List every line of the records below that contains the word "plastic".

(Stored data)

********************

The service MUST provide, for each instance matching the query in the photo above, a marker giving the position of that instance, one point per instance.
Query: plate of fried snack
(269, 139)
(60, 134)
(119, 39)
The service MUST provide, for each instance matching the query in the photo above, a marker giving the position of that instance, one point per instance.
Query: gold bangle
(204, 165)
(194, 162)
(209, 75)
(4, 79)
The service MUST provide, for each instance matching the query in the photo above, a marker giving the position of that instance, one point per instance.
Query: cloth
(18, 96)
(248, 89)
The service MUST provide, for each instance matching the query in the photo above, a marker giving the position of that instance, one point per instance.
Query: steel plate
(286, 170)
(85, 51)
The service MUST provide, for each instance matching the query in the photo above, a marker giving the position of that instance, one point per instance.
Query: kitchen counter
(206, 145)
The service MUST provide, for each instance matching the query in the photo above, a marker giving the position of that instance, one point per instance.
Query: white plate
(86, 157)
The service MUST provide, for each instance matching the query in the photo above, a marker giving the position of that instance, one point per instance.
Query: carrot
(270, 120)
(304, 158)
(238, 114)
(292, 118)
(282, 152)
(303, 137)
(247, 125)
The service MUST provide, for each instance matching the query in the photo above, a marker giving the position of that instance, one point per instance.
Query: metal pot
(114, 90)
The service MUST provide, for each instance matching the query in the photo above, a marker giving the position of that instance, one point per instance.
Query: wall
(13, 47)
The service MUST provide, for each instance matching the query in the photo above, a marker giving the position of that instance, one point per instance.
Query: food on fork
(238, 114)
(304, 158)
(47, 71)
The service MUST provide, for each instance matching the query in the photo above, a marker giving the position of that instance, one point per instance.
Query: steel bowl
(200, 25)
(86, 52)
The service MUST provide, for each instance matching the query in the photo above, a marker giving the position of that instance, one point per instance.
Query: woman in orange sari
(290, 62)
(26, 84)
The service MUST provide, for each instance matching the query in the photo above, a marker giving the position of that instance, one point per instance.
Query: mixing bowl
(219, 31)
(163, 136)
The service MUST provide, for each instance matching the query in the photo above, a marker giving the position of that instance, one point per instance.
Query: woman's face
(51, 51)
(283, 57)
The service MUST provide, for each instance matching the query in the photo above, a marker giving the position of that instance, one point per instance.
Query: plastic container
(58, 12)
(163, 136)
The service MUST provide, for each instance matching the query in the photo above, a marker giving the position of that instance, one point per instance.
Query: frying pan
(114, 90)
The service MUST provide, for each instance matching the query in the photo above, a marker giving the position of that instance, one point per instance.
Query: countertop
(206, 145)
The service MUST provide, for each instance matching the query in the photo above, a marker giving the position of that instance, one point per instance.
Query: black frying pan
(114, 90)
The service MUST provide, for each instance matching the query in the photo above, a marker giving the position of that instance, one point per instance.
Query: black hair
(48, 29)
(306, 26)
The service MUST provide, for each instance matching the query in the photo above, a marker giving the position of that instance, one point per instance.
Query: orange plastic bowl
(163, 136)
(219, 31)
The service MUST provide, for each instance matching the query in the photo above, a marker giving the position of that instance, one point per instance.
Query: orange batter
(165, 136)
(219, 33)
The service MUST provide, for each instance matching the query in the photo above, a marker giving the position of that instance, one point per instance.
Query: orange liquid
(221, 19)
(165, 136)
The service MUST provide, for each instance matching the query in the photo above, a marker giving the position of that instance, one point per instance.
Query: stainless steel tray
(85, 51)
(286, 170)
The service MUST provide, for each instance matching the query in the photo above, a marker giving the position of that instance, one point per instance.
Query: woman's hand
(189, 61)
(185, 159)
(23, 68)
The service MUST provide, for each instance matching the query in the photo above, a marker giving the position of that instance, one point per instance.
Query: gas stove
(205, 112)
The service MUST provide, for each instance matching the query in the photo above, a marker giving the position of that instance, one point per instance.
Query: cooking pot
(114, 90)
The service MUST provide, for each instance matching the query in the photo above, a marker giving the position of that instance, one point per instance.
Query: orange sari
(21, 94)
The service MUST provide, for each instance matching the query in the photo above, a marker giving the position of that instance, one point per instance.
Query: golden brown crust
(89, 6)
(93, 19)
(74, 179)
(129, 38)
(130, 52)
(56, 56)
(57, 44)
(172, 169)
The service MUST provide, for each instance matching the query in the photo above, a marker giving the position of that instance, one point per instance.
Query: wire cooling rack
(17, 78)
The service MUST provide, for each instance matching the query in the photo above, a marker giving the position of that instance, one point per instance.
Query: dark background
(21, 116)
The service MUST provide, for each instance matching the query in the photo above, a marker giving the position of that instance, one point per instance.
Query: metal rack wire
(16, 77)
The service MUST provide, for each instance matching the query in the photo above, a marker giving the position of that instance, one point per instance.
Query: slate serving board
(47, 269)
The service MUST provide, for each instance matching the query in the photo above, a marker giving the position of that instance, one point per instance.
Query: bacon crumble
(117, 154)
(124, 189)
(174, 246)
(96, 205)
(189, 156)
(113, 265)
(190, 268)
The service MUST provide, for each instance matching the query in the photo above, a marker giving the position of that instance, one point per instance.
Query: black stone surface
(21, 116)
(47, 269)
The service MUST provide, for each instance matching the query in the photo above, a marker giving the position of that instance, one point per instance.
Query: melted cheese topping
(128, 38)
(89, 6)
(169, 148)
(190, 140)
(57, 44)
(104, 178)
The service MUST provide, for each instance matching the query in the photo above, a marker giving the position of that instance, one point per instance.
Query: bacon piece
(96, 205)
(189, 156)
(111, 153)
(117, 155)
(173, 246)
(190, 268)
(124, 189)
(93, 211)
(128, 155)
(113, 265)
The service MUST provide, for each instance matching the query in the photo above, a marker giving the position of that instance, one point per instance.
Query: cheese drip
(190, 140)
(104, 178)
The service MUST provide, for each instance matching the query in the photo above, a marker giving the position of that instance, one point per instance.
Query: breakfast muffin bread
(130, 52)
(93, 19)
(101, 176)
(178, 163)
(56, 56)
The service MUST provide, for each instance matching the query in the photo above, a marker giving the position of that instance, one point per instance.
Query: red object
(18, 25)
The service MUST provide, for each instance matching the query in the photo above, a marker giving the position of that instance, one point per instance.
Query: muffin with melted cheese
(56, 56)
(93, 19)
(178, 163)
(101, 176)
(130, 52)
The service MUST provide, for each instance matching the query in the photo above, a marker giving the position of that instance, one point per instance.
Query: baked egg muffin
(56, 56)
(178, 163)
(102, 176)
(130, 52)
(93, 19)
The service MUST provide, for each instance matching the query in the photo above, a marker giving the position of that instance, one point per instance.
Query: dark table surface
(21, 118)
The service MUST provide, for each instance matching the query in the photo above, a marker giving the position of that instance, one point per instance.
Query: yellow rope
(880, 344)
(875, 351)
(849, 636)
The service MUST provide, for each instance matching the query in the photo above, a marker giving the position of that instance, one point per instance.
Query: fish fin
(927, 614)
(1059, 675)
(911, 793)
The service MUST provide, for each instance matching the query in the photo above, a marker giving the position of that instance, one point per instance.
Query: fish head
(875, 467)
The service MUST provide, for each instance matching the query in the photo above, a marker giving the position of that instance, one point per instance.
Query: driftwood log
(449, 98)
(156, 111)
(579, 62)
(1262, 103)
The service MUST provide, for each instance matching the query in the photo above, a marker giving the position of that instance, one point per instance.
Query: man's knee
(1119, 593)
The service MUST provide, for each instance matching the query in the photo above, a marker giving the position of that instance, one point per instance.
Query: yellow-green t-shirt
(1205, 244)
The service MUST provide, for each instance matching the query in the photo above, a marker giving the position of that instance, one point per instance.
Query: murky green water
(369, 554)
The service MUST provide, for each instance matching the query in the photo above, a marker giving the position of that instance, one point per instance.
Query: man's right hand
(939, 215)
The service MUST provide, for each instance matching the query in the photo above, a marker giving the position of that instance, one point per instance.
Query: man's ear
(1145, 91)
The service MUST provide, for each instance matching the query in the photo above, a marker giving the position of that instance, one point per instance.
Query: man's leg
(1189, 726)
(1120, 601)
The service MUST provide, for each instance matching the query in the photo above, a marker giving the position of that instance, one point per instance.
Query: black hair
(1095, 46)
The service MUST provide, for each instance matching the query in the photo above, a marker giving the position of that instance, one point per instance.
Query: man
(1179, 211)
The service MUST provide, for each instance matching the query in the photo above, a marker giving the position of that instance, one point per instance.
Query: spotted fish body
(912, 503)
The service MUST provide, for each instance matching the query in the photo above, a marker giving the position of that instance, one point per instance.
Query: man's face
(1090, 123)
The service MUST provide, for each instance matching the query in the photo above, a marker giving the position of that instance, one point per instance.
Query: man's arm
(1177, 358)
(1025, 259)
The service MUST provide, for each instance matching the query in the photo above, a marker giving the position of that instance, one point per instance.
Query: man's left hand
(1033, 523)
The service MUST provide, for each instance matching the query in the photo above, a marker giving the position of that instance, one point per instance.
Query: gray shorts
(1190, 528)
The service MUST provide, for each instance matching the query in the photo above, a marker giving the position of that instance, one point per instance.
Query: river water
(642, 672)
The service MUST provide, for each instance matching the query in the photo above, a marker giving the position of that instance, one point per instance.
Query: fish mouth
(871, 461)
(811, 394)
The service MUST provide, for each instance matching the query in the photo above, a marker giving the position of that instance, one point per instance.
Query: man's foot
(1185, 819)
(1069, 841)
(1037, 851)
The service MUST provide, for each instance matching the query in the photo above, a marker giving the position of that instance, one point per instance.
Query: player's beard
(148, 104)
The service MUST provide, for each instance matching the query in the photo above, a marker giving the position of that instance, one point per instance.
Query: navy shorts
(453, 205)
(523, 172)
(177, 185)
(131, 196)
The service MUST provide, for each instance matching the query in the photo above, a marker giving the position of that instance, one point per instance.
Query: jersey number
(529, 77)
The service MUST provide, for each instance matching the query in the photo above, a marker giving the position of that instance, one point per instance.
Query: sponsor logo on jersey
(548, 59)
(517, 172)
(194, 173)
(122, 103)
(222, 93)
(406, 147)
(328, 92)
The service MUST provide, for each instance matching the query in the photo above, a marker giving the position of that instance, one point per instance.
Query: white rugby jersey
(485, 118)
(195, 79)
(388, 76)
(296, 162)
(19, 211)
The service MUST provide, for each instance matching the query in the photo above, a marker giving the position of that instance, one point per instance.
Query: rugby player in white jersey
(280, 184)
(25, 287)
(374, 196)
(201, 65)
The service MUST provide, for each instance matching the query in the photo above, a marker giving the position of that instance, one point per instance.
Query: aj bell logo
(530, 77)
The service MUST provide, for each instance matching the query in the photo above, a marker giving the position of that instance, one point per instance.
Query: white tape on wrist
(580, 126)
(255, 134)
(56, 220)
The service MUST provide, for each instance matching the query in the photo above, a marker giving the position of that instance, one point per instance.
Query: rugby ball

********************

- RESPONSE TO THE EXERCISE -
Query: plastic container
Query: orange plastic bowl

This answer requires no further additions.